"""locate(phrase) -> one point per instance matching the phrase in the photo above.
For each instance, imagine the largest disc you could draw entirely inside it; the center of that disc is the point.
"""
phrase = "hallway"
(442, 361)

========================================================================

→ **Exercise**
Extract every line of the data above and reproduce each one verbatim, in its original order.

→ **Solution to this task**
"""locate(phrase) -> one point per instance matching the phrase in the photo above.
For each instance, imagine the largest disc you could draw entirely inside it; the center of that disc is the point.
"""
phrase = "hallway"
(442, 361)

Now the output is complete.